--- TEXT FOR ANALYSIS Enclosed Below ---

Practice Management Alert

Reader Question:

Payer Rules Determine Modifier 25 Use

Question: A patient came in for an office visit with the complaint of shortness of breath (786.05), and after performing a pulmonary function test/spirometry (94375) and a chest x-ray, the physician determines the patient has COPD (496). When billing the office visit (99204) along with 94375, should I put modifier 25 on 99204 before billing?

Oklahoma Subscriber

Answer: Whether you should append modifier 25 (Significant, separately identifiable evaluation and management service by the same physician on the same day of the procedure or other service) to 99204 (Office or other outpatient visit for the evaluation and management of a new patient ...) when you bill the office visit with 94375 (Respiratory flow volume loop) will depend on the payer you are submitting the claim to and the policies that payer follows.

Reasoning: Services in the Medicine section of the CPT® manual that have XXX global periods should not require modifier 25 on the E/M service that accompanies them. When a code has an XXX global period that means that it has no global period, so modifier 25 wouldn't apply.

--- End of Enclosed TEXT FOR ANALYSIS ---

> _TASKS TO CARRY OUT_:
1 – Answer these questions from the modifier 25 coding answer above:
(a) Which diagnosis code accompanies the complaint of shortness of breath?
(b) Which service does code 94375 describe?
(c) What does an XXX global period mean?
2 – Please set down, word for word, the part of the modifier 25 coding answer that opens with the words containing "Question: A patient" and closes with "99204 before billing?".
3 – Write the next part of the modifier 25 coding answer, picking up after its final sentence.

--- GIVEN ENTRIES Enclosed Below ---

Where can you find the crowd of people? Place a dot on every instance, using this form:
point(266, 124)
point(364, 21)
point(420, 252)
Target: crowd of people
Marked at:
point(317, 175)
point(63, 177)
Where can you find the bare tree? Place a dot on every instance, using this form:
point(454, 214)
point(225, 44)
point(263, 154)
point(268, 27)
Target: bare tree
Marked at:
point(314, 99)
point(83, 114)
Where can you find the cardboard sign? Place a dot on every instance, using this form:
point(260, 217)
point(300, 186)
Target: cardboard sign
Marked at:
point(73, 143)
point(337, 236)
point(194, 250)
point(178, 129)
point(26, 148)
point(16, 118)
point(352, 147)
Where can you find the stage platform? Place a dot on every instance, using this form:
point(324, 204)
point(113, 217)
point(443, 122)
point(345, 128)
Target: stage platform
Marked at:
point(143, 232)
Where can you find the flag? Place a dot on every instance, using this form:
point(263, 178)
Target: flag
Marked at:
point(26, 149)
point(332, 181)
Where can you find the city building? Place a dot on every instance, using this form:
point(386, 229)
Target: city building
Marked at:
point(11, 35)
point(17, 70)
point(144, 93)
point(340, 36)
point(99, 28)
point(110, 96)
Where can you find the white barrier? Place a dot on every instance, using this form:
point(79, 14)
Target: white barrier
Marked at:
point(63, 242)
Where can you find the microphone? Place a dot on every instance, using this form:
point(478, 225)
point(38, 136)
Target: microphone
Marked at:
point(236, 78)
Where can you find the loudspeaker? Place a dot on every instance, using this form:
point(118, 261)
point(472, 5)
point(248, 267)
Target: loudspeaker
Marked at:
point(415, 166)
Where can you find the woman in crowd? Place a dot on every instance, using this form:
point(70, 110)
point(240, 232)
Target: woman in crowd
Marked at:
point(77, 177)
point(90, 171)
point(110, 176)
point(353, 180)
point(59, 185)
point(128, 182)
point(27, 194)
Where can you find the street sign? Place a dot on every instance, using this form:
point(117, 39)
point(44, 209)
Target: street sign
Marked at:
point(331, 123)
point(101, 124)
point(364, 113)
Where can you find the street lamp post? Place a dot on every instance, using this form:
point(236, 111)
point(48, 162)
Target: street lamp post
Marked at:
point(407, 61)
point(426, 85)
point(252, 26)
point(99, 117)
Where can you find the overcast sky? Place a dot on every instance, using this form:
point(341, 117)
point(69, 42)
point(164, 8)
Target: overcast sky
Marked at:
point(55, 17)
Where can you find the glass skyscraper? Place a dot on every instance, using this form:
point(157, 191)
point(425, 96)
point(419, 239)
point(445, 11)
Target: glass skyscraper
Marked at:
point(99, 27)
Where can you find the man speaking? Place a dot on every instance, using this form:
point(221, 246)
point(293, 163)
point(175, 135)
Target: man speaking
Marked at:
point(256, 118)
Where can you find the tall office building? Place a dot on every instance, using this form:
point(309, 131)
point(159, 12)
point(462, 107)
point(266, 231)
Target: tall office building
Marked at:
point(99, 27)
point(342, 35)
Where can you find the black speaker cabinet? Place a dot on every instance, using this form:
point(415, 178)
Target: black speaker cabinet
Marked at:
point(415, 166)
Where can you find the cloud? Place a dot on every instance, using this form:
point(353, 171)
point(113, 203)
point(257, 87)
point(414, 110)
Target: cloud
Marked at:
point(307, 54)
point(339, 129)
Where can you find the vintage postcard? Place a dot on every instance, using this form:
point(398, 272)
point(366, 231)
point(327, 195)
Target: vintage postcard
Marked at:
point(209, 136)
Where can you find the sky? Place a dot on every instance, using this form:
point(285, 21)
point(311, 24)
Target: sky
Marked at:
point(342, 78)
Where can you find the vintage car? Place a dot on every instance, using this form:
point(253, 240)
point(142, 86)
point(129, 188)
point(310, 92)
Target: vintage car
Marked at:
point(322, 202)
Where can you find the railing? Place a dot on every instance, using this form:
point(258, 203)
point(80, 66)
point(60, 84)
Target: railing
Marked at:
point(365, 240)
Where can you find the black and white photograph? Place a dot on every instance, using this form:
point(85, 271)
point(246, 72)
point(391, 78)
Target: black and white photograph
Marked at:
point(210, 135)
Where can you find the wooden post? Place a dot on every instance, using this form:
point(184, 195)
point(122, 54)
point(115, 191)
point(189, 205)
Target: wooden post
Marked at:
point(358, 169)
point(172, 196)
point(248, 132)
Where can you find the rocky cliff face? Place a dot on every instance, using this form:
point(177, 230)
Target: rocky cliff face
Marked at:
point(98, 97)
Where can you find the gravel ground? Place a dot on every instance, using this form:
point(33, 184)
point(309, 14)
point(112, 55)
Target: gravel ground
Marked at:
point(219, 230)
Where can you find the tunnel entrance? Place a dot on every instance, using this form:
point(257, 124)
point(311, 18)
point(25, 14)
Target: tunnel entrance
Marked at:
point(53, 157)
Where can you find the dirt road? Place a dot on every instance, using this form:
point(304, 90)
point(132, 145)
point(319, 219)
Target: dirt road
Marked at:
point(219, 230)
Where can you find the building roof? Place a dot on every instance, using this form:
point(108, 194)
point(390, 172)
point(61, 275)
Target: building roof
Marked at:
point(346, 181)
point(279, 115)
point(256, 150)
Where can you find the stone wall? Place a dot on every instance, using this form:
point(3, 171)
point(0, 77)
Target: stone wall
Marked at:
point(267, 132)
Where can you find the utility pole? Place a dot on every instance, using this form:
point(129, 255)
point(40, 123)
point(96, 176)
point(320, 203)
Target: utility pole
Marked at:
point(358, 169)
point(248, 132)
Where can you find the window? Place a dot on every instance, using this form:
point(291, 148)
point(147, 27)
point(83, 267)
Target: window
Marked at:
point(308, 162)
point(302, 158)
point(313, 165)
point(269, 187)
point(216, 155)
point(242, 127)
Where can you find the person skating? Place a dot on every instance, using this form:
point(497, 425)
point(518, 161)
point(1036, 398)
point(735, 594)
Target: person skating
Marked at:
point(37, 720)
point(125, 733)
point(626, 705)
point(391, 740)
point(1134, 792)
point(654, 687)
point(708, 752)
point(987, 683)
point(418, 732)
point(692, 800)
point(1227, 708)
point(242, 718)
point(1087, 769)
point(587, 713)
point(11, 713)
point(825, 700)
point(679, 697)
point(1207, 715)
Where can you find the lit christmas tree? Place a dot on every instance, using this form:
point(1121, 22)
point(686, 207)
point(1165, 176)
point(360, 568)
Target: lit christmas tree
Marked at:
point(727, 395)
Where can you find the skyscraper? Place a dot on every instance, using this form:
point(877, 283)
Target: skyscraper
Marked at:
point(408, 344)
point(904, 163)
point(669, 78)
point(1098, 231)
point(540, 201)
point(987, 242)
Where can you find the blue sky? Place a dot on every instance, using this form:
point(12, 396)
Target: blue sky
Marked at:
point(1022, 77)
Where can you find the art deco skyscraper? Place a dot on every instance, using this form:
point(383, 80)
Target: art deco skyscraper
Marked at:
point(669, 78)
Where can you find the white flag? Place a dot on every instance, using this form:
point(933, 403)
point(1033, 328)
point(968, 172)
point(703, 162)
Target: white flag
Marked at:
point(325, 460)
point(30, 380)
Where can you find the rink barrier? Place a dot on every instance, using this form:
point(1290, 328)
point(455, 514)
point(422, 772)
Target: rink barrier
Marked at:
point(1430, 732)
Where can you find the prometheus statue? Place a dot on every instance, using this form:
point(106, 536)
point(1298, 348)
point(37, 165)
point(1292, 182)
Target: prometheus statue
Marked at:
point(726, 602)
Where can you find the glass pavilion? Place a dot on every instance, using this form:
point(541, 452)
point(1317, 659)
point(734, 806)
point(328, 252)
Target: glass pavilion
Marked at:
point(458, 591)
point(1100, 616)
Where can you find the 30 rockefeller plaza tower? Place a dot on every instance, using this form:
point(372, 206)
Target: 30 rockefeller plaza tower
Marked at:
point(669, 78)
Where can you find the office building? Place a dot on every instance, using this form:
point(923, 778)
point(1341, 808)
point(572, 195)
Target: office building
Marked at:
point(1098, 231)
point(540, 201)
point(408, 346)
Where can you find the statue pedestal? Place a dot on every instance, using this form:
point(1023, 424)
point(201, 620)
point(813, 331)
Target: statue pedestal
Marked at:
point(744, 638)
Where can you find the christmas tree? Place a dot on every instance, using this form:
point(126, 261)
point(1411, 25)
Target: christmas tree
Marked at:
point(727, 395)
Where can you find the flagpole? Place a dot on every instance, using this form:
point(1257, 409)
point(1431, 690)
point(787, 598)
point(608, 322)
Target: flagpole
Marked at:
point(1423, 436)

--- End of Enclosed GIVEN ENTRIES ---

> _ANSWERS_:
1 –
(a) 786.05
(b) Respiratory flow volume loop
(c) The code has no global period.

2 –
Question: A patient came in for an office visit with the complaint of shortness of breath (786.05), and after performing a pulmonary function test/spirometry (94375) and a chest x-ray, the physician determines the patient has COPD (496). When billing the office visit (99204) along with 94375, should I put modifier 25 on 99204 before billing?

3 –
Caveat: Correct Coding Initiative (CCI) verbiage in version 7.3 stated that XXX global period procedures were considered the same as zero global day procedures in that they include a mini E/M service as part of the procedure. This was a modification in what the procedures include via CCI, not via CPT®.

What that means: Therefore, depending on the payer you are submitting your claim to, and if they accept the premise that was set forth in this older version of CCI, which has not been reversed since then, your claim may require you add modifier 25 to the E/M service to indicate the service was a significantly separately identifiable service from any small E/M that may go with the pulmonary function test (PFT).